BEGIN TEXT SHOWN

Re:
Jordan Sather, Edgar Mitchell, Michael Schratt, Giorgio Tsoukalos and all the rest of that community
I've listened & read about all that for years, mostly for entertainment. Anything's possible, I reckon.
But it's the letters between the late Ben Rich (Lockheed-Martin) and his friend John Andrews that stuck with me.
https:// www.gaia.com/article/ben-rich-lockheed-martin-and-ufos
John Andrews was a Lockheed engineer and personal friend of Ben Rich. Andrews expressed his own personal opinion that UFOs existed in a letter he wrote to Rich, asking Rich to share his own opinion. Andrews claimed that Rich responded that he believed "there are two types of UFOs, the ones we build, and the ones they build…I am a believer in both categories. I feel everything is possible. Many of our man-made UFOs are Un-Funded Opportunities.” Rich underlined the “UFO” in “Un-Funded Opportunities,” but gave no explanation.
Rich continued, stating that most “biomorphic” aerospace designs were inspired by Roswell spacecraft. Rich wrote that he believed the American public “could not handle the truth” about UFOs and ETs. However, he changed his mind toward the end of his life and felt that keeping the secret could be more of a danger to “citizens’ personal freedom under the United States Constitution than the presence of off-world visitors themselves.”

END TEXT SHOWN
BEGIN RECORDS SUPPLIED

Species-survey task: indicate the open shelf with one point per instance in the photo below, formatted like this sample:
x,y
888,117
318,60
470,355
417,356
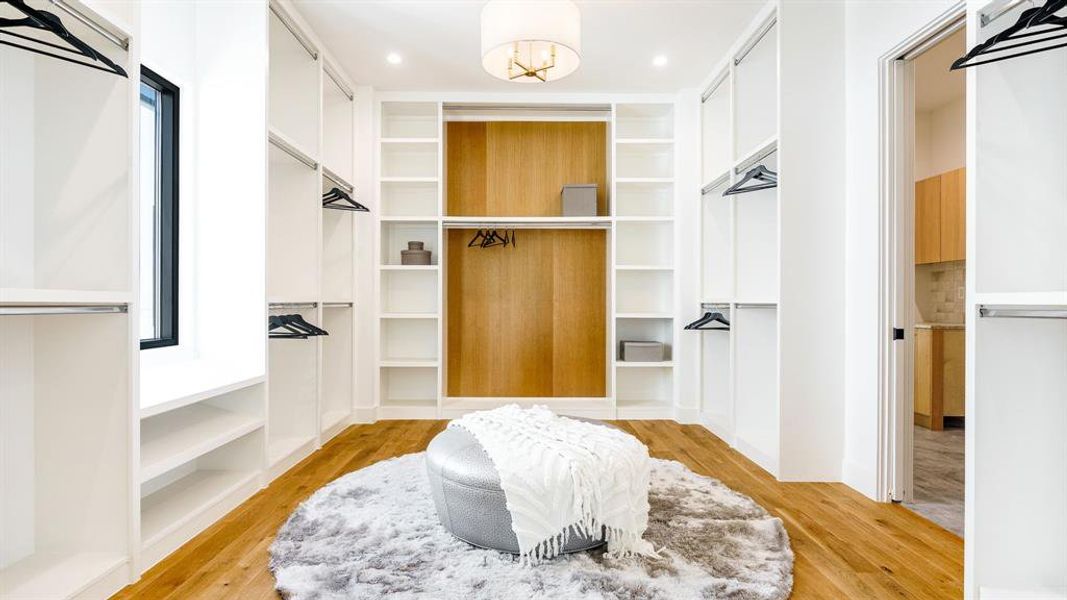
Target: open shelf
x,y
645,291
293,388
717,246
64,380
337,128
337,363
755,95
755,409
643,200
174,438
410,120
64,190
757,216
411,388
643,122
715,132
645,329
409,293
410,199
648,243
409,340
180,503
397,234
295,88
645,388
295,217
410,159
645,160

END RECORDS SUPPLIED

BRIEF A:
Name every person listed as part of "that community" in the post about Ben Rich and UFOs.
BRIEF B:
Pick up the post about Ben Rich and UFOs after its final sentence and write the next few lines.
The records were taken from a separate source, not from the post about Ben Rich and UFOs.

TASK OUTPUT A:
Jordan Sather, Edgar Mitchell, Michael Schratt, Giorgio Tsoukalos

TASK OUTPUT B:
Ben Rich’s “Deathbed Confession” James Goodall, aerospace journalist and an in-demand public speaker, became friends with Ben Rich. Goodall states that he spoke with Rich about 10 days before Rich died. The conversation took place over the phone while Rich was in the USC Medical Center in Los Angeles where Goodall claims that Rich said, “Jim, we have things out in the desert that are fifty years beyond what you can comprehend. If you have seen it on Star Wars or Star Trek, we’ve been there, done that, or decided it wasn’t worth the effort. They have about forty-five hundred people at Lockheed Skunk Works. What have they been doing for the last 18 or 20 years? They’re building something.”
What do I think? Maybe. I know for a fact (family) that Lockheed started work on the stealth program as far back as the early 1960's. Think of how many decades passed before we learned about that. That was 50 years ago. What do they have now? Who am I to even guess? No reason to worry about it for now.